EXTRAIT CHOISI —
★ ★ ★ ★ ★
Le 6 décembre 1961 mourrait dans un hôpital de Bethesda, Maryland, près de Washington, aux États-Unis, un jeune psychiatre Martiniquais âgé de 36 ans, Frantz #FANON. Il était atteint de leucémie. Quelques mois auparavant, il publiait aux éditions Maspéro, Les damnés de la terre. Cet ouvrage, préfacé d’un des plus grands philosophes de l’époque, Jean-Paul Sartre, alors au zénith de sa popularité, connaissait dès sa parution un succès mondial, s’imposant comme le plus grand discours sur le Tiers Monde, le colonialisme et l’impérialisme.
En réalité, comme le disait son compagnon, ami, camarade et frère de toutes les luttes, Maître Marcel Manville , « parler de Frantz Fanon , parler de l’homme , est une entreprise périlleuse , car Fanon avait horreur de se raconter ».
Manville ajoutait, en vertu de divers témoignages, » le jeune Frantz a vécu, en #Martinique, et rien alors, rien ne semblait le préparer à ce destin hors série qui fut le sien « . Mais tout dans son comportement déjà, soulignait’ il, indique qu’il pouvait faire sienne la formule : » Tout ce qui est humain est nôtre ».
En effet, » toute la trajectoire fanonienne est jalonnée de ce souci de tendre la main à son prochain, sans condescendance et sans paternalisme, mais un prochain qu’il regarde toujours à hauteur d’homme » .
Frantz Fanon, cinquième d’une famille de huit enfants, vit le jour le 20 juillet 1925 à Fort de France. Son père était un fonctionnaire des douanes, sa mère commerçante à Fort de France. Pour mieux appréhender la personnalité de l’intéressé, retenons cette anecdote : un jour, alors qu’il était encore adolescent, F.Fanon se retrouvait sur la savane de Fort de France, revenant du sport, en compagnie de Marcel Manville et de Pierre Mosole. Il était encore très tôt et la savane était déserte. A quelques mètres de là, il y avait deux marins blancs qui frappaient un jeune Martiniquais, un adolescent. F.Fanon, qui était le plus jeune de son groupe, se précipita pour défendre ce jeune Martiniquais contre ces deux marins .Il fallait, expliqua t-il par la suite, en venir aux mains avec ceux qui frappaient plus faible qu’eux.
On comprend alors que lorsque quelques temps après , arrivaient des nouvelles de #France , et qu’on apprenait en Martinique que les troupes racistes allemandes exerçaient sur ce peuple l’horreur , F.Fanon , comme de nombreux jeunes Martiniquais , malgré l’opposition de leur famille inquiète à l’idée de leur départ pour la guerre , partit rejoindre le bataillon des forces français libres à la Dominique. En effet, âgé d’un peu plus de 17 ans, F.Fanon va, le soir d’une grande fête de famille à l’occasion du mariage de son frère aîné Félix, prendre dans la boutique de sa mère l’argent nécessaire pour payer les passeurs.
★ ★ ★ ★ ★
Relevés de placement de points

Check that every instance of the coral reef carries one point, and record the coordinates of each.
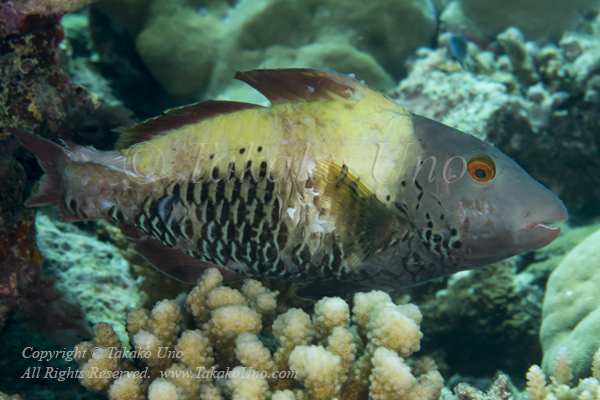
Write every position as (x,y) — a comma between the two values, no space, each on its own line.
(538,105)
(500,390)
(493,311)
(91,274)
(538,19)
(561,380)
(35,94)
(182,345)
(193,48)
(571,311)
★ ★ ★ ★ ★
CONSIGNES —
1) D'après l'extrait sur Frantz Fanon, où a-t-il rejoint le bataillon des forces françaises libres ?
2) Poursuivez l'extrait sur Frantz Fanon après sa dernière phrase.
La liste n'intervient pas dans ce travail.

RÉPONSES UNE À UNE —
1) À la Dominique.

2)
A ce professeur, Fanon avait répliqué : » chaque fois que la liberté est en question, nous sommes concernés, blancs, noirs ou jaunes, et chaque fois que la liberté sera menacée en quelque lieu que ce soit, je m’engagerai sans retour. »
Retenons à ce stade, qu’au cours de la seconde guerre mondiale, il s’engagea sous les drapeaux. Avec notamment Marcel Manville et Pierre Mosole , son unité devait piétiner devant ce qu’on appelait la trouée de Belfort avant d’arriver en Alsace , dans un froid sibérien.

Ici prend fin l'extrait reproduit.